What is being asked |
Every line of the data below should be printed exactly.

── Dataset extract

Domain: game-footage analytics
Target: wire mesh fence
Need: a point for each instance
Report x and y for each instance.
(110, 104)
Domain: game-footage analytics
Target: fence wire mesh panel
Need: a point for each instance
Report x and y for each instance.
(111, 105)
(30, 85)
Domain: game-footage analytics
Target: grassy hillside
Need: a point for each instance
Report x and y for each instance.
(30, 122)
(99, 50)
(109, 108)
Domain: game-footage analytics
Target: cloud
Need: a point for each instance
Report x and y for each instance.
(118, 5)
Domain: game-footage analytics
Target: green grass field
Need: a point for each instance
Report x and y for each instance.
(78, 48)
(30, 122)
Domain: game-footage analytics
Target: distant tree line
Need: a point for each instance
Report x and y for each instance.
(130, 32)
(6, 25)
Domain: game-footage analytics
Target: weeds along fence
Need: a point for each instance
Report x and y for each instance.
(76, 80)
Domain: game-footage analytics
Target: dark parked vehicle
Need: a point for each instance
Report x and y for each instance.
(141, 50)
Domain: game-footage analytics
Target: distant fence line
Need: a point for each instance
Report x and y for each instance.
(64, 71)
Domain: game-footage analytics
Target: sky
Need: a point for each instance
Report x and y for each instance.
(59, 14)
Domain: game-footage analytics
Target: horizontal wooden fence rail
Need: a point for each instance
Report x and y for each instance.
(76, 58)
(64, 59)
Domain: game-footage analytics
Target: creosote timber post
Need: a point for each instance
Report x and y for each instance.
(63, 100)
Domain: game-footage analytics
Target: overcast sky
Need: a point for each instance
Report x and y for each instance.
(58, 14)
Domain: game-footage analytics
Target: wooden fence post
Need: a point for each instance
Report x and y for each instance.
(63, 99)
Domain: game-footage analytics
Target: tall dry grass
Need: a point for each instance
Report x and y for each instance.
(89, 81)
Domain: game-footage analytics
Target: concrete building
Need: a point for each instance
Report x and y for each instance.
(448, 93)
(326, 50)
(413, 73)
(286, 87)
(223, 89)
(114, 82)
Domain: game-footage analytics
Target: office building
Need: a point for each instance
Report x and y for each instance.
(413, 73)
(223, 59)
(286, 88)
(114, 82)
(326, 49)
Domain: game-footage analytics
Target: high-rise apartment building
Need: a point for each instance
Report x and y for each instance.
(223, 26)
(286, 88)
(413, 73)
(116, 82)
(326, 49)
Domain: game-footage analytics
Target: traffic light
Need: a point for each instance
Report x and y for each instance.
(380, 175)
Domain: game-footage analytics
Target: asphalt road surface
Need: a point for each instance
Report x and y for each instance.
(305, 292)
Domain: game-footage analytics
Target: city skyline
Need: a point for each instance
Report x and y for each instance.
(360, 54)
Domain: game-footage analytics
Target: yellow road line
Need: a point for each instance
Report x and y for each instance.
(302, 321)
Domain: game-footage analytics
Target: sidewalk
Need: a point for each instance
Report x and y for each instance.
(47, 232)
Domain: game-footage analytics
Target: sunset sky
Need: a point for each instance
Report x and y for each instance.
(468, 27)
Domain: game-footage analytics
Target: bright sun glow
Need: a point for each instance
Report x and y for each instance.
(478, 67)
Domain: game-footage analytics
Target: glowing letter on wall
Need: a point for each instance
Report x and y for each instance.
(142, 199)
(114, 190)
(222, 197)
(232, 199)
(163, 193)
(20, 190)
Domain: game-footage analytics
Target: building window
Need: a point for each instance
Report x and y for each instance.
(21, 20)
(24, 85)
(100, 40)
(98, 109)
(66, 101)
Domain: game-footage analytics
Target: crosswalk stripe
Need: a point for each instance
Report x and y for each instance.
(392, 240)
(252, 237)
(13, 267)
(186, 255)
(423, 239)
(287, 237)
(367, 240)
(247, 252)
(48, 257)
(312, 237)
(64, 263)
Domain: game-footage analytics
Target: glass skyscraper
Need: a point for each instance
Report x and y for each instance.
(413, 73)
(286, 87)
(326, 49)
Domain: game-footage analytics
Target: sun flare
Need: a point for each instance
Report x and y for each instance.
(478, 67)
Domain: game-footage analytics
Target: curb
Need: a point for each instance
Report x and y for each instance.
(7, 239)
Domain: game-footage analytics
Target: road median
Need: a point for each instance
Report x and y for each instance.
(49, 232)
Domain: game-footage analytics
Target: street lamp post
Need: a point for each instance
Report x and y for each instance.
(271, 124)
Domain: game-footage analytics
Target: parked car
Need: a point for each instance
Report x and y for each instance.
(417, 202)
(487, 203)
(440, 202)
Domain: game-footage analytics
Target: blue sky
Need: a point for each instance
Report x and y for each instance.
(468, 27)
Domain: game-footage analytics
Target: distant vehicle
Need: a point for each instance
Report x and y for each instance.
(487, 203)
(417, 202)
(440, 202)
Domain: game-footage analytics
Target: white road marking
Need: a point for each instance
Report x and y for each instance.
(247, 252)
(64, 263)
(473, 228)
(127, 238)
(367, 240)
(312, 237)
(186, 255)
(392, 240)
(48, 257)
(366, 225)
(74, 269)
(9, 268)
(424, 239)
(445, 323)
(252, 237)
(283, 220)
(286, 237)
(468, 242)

────

Output of the exercise |
Domain: game-footage analytics
Target: wire mesh fence
Need: a point for each instance
Report x and y for each instance.
(110, 104)
Domain: game-footage analytics
Target: fence wire mesh panel
Need: a point for each instance
Report x and y for each instance.
(111, 105)
(30, 85)
Domain: game-footage analytics
Target: grassy hillside
Need: a point for each instance
Report x and y for each instance.
(30, 122)
(99, 50)
(109, 108)
Domain: game-footage analytics
Target: cloud
Need: a point for each instance
Report x and y for each instance.
(118, 5)
Domain: game-footage analytics
Target: green grass field
Need: a point for each instance
Report x and y for each instance.
(78, 48)
(30, 122)
Domain: game-footage analytics
Target: distant tree line
Need: a point for each instance
Report x and y for each instance.
(130, 32)
(6, 25)
Domain: game-footage analytics
Target: weeds along fence
Need: a point for each instance
Report x and y for each instance.
(76, 80)
Domain: game-footage analytics
Target: dark parked vehicle
Need: a point for each instance
Report x and y for each instance.
(141, 50)
Domain: game-footage analytics
Target: distant fence line
Need: a point for each instance
Report x and y for each instance.
(64, 71)
Domain: game-footage analytics
Target: sky
Need: a point for each instance
Report x and y for each instance.
(59, 14)
Domain: game-footage analytics
Target: horizontal wooden fence rail
Need: a point for each instance
Report x and y for each instance.
(76, 58)
(64, 59)
Domain: game-footage analytics
Target: creosote timber post
Need: a point for each instance
Report x and y for each instance.
(63, 100)
Domain: game-footage analytics
Target: overcast sky
Need: a point for each instance
Report x and y for each instance.
(58, 14)
Domain: game-footage analytics
Target: wooden fence post
Need: a point for each instance
Report x and y for each instance.
(63, 99)
Domain: game-footage analytics
Target: tall dry grass
Need: a point for each instance
Report x and y for each instance.
(89, 81)
Domain: game-footage analytics
Target: concrete building
Need: a point for each instance
Report x and y for each instance.
(448, 93)
(326, 50)
(413, 73)
(286, 87)
(223, 89)
(114, 82)
Domain: game-footage analytics
Target: office building
Need: a point for each instance
Report x and y for each instance.
(413, 73)
(223, 59)
(286, 88)
(114, 82)
(326, 49)
Domain: game-footage analytics
Target: high-rise apartment building
Need: a point for each instance
Report x and y for each instance.
(223, 26)
(286, 88)
(413, 73)
(116, 82)
(326, 49)
Domain: game-footage analytics
Target: traffic light
Need: a point for each instance
Report x and y for each instance.
(380, 175)
Domain: game-footage analytics
Target: asphalt road surface
Need: a point for each instance
Report x and y for each instance.
(305, 292)
Domain: game-footage analytics
Target: city skyline
Need: a point for each instance
Report x and y for each instance.
(360, 54)
Domain: game-footage analytics
Target: yellow road line
Need: a point for each instance
Report x and y for each instance.
(302, 321)
Domain: game-footage analytics
Target: sidewalk
Need: a point for each instance
Report x and y for each instance.
(47, 232)
Domain: game-footage analytics
Target: sunset sky
Need: a point for each instance
Report x and y for each instance.
(468, 27)
Domain: game-footage analytics
Target: bright sun glow
Need: a point for each instance
Report x and y for each instance.
(478, 67)
Domain: game-footage analytics
Target: glowing letter on wall
Need: a point for each instance
Report x and y for each instance.
(142, 199)
(114, 190)
(222, 197)
(232, 199)
(163, 193)
(20, 190)
Domain: game-footage analytics
Target: building window
Need: a point for each instance
Report x and y for each instance.
(21, 20)
(24, 85)
(100, 40)
(98, 109)
(66, 101)
Domain: game-footage analytics
Target: crosswalk stripe
Need: a point for each instance
Report x and y for each instance.
(392, 240)
(252, 237)
(13, 267)
(186, 255)
(423, 239)
(287, 237)
(367, 240)
(247, 252)
(48, 257)
(312, 237)
(64, 263)
Domain: game-footage analytics
Target: glass skyscraper
Need: a point for each instance
Report x and y for each instance.
(413, 73)
(286, 87)
(326, 49)
Domain: game-footage analytics
Target: sun flare
Need: a point for each instance
Report x and y for each instance.
(478, 67)
Domain: game-footage analytics
Target: curb
Need: a point for each instance
Report x and y for each instance.
(7, 239)
Domain: game-footage analytics
Target: road median
Need: a point for each instance
Report x and y for each instance.
(49, 232)
Domain: game-footage analytics
Target: street lamp post
Need: a point for each instance
Report x and y for each instance.
(271, 124)
Domain: game-footage analytics
Target: parked car
Need: a point for each instance
Report x and y for each instance.
(417, 202)
(487, 203)
(440, 202)
Domain: game-footage analytics
Target: blue sky
Need: a point for each instance
Report x and y for each instance.
(468, 27)
Domain: game-footage analytics
Target: distant vehicle
Need: a point for each instance
Report x and y for each instance.
(487, 203)
(417, 202)
(440, 202)
Domain: game-footage analytics
Target: white road marking
Need: a point for each instance
Report x and y for each instance.
(247, 252)
(64, 263)
(473, 228)
(127, 238)
(367, 240)
(312, 237)
(186, 255)
(392, 240)
(48, 257)
(366, 225)
(74, 269)
(9, 268)
(424, 239)
(445, 323)
(252, 237)
(283, 220)
(286, 237)
(468, 242)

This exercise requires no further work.